Trecho do texto:
────────

Aquele seu velho sonho, presidente, o senhor realizou. Chegou lá. E o sonho acabou


VALDIR ZWETSCH

Excelentíssimo senhor presidente:
Pensei muito no senhor um domingo desses. Era aniversário de minha mulher, que é socióloga como o senhor e por pouco não foi sua aluna. Os meninos estavam cada um para um lado, e a gente decidiu dar uma volta de carro pelo centro da cidade. Falo de São Paulo, a sua cidade.
Fomos direto ao largo do Arouche, para comer. Não num bistrô francês muito bom que tem por ali, que o senhor conhece bem. Fomos a um árabe, mais popular, mais ligeiro e bem mais barato. No caminho já tomei um susto: o cine Arouche, onde já assisti a alguns clássicos da nouvelle vague, virou cinema pornô. Não sabia, fiquei decepcionado.
Em frente ao restaurante não havia vaga para parar o carro, mas um "guardador" (ou "flanelinha") rapidamente me indicou a faixa junto do canteiro central, toda demarcada por placas de estacionamento proibido. Assim que comecei a argumentar que ali não dava, o rapaz me tranquilizou: "Não esquenta, patrão, hoje os homi já passô multando de manhã. Eles não volta mais. E, se voltá, a gente chama o senhor no restaurante". Me senti no Brasil, bem no centro de São Paulo.
Depois do almoço e da gorjeta ("os homi não voltô"), saímos a andar pelo centro velho de São Paulo, sempre de carro, que nos parecia mais seguro.
E aí comecei a lembrar do senhor.
A avenida São Luís parece um boulevard francês, com aquelas árvores imensas e as calçadas largas. Mas não tinha quase ninguém, só uns pouquíssimos gatos-pingados, andando naquelas calçadas amplas. Em Paris, que o senhor conhece muito bem, num domingo à tarde não tem calçada de boulevard central deserta, não é mesmo?

────────

O que se pede: Reescreva o trecho da carta ao presidente entre "Fomos direto ao" e "de São Paulo.", inclusive, trocando "flanelinha" por "cuidador de carros". O material a seguir não tem relação com a carta.

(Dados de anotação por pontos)
────────

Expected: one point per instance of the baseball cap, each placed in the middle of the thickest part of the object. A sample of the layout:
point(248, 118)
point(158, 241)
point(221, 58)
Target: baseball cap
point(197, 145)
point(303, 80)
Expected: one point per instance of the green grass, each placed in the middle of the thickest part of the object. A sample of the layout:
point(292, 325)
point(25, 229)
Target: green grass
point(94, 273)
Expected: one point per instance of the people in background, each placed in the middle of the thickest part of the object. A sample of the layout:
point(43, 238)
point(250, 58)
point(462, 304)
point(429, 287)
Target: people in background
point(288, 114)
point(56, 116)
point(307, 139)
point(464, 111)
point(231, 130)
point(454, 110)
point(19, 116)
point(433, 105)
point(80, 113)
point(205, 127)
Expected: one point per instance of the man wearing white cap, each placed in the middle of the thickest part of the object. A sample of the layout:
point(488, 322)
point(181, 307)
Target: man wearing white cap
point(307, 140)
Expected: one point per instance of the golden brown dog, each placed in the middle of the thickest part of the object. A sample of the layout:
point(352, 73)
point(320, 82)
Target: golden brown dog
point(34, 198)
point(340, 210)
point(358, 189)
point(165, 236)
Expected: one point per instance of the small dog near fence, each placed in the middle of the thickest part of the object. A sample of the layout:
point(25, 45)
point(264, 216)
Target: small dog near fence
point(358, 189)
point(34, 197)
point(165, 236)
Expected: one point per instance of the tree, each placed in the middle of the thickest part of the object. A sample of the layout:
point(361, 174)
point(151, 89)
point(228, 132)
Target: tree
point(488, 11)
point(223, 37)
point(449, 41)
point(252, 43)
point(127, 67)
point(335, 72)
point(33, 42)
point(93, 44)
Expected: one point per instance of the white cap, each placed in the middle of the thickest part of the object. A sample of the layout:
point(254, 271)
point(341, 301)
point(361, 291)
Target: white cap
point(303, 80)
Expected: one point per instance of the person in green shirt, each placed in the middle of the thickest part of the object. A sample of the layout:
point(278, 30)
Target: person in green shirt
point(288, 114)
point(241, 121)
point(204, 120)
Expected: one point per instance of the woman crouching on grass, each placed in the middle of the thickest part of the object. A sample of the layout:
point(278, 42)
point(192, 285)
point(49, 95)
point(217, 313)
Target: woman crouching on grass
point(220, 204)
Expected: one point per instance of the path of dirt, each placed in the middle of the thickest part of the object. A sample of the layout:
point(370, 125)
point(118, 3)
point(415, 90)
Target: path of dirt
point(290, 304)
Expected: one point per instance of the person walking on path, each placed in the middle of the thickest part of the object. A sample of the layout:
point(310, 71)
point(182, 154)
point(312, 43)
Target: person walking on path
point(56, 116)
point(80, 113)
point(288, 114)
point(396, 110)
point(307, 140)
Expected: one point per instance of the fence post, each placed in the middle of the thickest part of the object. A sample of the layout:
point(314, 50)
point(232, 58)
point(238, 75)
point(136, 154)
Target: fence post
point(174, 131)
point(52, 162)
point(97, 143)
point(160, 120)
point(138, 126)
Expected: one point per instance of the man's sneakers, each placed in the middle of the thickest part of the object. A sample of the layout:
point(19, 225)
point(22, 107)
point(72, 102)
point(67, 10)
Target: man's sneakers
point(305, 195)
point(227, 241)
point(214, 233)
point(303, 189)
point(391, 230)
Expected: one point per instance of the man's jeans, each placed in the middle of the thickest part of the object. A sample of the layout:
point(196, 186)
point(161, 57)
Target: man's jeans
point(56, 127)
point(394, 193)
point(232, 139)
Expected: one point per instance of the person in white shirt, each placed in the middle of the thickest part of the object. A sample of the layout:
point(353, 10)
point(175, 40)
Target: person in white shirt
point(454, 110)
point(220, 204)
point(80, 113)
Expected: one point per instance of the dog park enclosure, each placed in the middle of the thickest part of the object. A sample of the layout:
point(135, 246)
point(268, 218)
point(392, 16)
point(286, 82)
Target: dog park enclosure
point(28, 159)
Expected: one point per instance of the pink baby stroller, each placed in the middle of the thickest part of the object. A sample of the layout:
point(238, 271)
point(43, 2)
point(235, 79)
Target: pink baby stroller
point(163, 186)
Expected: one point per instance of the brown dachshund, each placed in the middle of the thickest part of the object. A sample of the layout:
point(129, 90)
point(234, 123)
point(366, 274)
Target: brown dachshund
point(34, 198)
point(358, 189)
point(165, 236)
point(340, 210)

────────

Resolução do problema:
Fomos direto ao largo do Arouche, para comer. Não num bistrô francês muito bom que tem por ali, que o senhor conhece bem. Fomos a um árabe, mais popular, mais ligeiro e bem mais barato. No caminho já tomei um susto: o cine Arouche, onde já assisti a alguns clássicos da nouvelle vague, virou cinema pornô. Não sabia, fiquei decepcionado.
Em frente ao restaurante não havia vaga para parar o carro, mas um "guardador" (ou "cuidador de carros") rapidamente me indicou a faixa junto do canteiro central, toda demarcada por placas de estacionamento proibido. Assim que comecei a argumentar que ali não dava, o rapaz me tranquilizou: "Não esquenta, patrão, hoje os homi já passô multando de manhã. Eles não volta mais. E, se voltá, a gente chama o senhor no restaurante". Me senti no Brasil, bem no centro de São Paulo.